═══ Recorded information
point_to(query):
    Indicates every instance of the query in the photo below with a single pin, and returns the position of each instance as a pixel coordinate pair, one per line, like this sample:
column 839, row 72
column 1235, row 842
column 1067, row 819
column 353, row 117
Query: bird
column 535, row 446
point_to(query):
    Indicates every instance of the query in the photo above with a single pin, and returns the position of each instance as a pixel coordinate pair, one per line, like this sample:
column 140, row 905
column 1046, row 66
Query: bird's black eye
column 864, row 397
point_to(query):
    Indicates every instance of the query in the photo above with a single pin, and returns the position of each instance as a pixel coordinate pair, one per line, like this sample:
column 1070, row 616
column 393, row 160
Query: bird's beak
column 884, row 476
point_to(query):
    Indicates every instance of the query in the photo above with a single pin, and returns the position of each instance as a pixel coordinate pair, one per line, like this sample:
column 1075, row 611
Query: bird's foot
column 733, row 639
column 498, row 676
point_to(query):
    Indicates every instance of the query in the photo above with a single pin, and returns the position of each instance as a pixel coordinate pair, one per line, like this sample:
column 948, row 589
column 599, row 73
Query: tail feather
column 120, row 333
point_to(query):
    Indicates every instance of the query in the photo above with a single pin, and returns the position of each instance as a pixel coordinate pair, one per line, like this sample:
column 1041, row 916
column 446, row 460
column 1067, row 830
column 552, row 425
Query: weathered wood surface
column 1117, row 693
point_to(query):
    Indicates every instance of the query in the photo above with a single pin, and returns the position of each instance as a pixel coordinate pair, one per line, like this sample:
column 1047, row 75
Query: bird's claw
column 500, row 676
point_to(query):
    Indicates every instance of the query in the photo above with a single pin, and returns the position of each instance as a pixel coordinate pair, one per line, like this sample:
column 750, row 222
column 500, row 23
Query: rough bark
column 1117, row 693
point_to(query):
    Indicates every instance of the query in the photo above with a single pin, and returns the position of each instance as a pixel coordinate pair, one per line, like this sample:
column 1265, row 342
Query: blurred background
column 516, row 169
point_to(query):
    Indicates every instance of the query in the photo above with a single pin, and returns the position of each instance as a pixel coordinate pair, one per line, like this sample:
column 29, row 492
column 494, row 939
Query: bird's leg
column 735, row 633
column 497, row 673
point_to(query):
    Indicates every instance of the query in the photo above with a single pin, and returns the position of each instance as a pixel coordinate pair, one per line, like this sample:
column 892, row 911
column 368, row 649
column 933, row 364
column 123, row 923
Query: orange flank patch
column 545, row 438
══════
** What you have to do **
Repeat every line from the start of the items down to the line containing "column 120, row 333", changing "pin" to "marker" and leaving everything else as it is.

** Exercise result **
point_to(query):
    Indicates every instance of the query in the photo below with a single marker, and returns the position of each instance as a pixel coordinate pair, one per line, like this sample:
column 839, row 72
column 1235, row 842
column 1067, row 819
column 353, row 117
Query: bird
column 535, row 446
point_to(query):
    Indicates every instance of the query in the photo above with a single marker, and returns the position of each instance as a pixel coordinate pair, one per line, like this sample:
column 140, row 905
column 1046, row 66
Query: bird's black eye
column 864, row 397
point_to(query):
    Indicates every instance of the query in the photo above with a single marker, and returns the position of each instance as a pixel coordinate pair, one per line, like this sample:
column 1070, row 616
column 393, row 160
Query: bird's beak
column 884, row 476
point_to(query):
    Indicates every instance of the query in the photo above with a single marker, and returns the position of each instance as a pixel coordinate pair, one per line, like this sample:
column 1075, row 611
Query: bird's foot
column 733, row 639
column 498, row 676
point_to(query):
    Indicates every instance of the query in the photo above with a single marker, and returns the position of each instance as a pixel coordinate pair, one per line, like this sample:
column 948, row 589
column 599, row 73
Query: tail feather
column 120, row 333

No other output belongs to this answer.